Written task: Reproduce the data in its entirety, exactly as supplied.

Raw records:
#####
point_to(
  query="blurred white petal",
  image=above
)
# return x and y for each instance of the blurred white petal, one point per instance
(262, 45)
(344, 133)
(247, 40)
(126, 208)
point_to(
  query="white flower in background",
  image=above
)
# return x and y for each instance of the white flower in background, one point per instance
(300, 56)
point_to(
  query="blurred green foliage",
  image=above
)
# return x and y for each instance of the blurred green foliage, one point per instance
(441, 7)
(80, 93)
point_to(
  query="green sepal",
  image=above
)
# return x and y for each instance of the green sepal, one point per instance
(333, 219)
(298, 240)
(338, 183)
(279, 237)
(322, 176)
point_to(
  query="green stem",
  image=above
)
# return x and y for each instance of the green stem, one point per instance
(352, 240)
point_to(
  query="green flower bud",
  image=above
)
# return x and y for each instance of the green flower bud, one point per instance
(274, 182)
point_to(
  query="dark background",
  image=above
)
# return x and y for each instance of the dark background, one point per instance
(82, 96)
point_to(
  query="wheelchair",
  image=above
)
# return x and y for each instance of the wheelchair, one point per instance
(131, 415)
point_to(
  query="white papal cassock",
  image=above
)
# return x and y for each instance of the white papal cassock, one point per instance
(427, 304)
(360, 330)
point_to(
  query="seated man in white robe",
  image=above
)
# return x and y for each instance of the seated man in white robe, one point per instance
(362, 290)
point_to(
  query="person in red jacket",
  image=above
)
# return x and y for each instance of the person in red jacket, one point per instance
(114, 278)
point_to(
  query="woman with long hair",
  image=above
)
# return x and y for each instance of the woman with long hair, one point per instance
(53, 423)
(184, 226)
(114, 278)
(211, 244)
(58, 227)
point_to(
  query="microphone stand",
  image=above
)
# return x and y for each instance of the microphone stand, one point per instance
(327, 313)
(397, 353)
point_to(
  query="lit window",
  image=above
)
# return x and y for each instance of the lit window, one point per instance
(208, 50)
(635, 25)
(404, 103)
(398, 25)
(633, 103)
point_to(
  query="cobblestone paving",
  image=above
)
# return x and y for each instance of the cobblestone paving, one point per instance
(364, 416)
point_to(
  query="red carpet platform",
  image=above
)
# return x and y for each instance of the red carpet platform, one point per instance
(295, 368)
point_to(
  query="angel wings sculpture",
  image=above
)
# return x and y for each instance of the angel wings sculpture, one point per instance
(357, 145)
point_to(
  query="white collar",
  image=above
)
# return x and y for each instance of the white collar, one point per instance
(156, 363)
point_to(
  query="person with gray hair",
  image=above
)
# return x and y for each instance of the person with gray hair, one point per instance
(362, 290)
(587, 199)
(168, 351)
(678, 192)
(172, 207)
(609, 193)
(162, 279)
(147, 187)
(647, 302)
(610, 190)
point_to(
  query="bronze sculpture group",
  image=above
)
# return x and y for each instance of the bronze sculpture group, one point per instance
#####
Expected answer:
point_to(
  query="blurred white petal",
  image=above
)
# return x and y for each instance of the blurred white petal, one point per instance
(262, 45)
(344, 133)
(247, 40)
(126, 208)
point_to(
  query="white flower in background",
  image=above
)
# return x and y for each instance of the white flower in background, one point per instance
(300, 56)
point_to(
  query="blurred green foliage",
  image=above
)
# return x and y for each instance of the blurred green foliage, one point per instance
(441, 7)
(80, 93)
point_to(
  query="green sepal",
  image=above
)
# return x and y for each instance of the green sepal, one point per instance
(333, 219)
(298, 240)
(338, 183)
(279, 237)
(322, 176)
point_to(
  query="green stem",
  image=above
)
# return x and y for each instance of the green stem, one point per instance
(352, 240)
point_to(
  query="green flower bud",
  image=above
)
# return x and y for each instance of the green flower bud, one point per instance
(274, 182)
point_to(
  query="dark background",
  image=above
)
# return x and y for each instance of the dark background, one point per instance
(82, 96)
point_to(
  query="wheelchair",
  image=above
)
# return x and y for each instance of the wheelchair, one point per instance
(131, 415)
point_to(
  query="white papal cassock",
  image=above
)
# return x and y for each instance of the white papal cassock, one point per instance
(427, 304)
(360, 330)
point_to(
  query="seated man in white robe",
  image=above
)
# return x and y for each instance of the seated man in white robe, one point per instance
(362, 290)
point_to(
  query="person in red jacket",
  image=above
)
# return x and y for each instance of the person in red jacket, one point per instance
(114, 278)
point_to(
  query="woman with long hair",
  image=above
)
# return x and y for each instance of the woman with long hair, one point per instance
(53, 423)
(184, 226)
(114, 278)
(211, 244)
(58, 227)
point_to(
  query="microphone stand",
  image=above
)
# return x and y for each instance of the microphone stand, one point per instance
(327, 313)
(397, 353)
point_to(
  query="lit window",
  image=above
)
# return x and y for each instance of the lit window, one point per instance
(208, 50)
(635, 25)
(404, 103)
(398, 25)
(633, 103)
point_to(
  query="cobblestone paving",
  image=above
)
# return x and y for each instance of the cobblestone paving, one point per instance
(364, 416)
point_to(
  query="red carpet platform",
  image=above
)
# return x and y for each instance of the red carpet platform, one point per instance
(295, 368)
point_to(
  query="angel wings sculpture",
  image=above
)
# return x and y for each instance of the angel wings sculpture, one point per instance
(357, 145)
point_to(
  query="white collar",
  image=above
)
# return x and y for each instance of the white collar, one point per instance
(156, 363)
point_to(
  query="person with gray hair",
  image=above
)
# return x and y for each instance of the person with gray hair, one point per instance
(362, 290)
(587, 199)
(168, 351)
(678, 192)
(172, 207)
(609, 193)
(162, 279)
(147, 187)
(647, 302)
(610, 190)
point_to(
  query="bronze sculpture group",
  image=above
)
# return x and y for each instance of the bronze sculpture group, one point per instance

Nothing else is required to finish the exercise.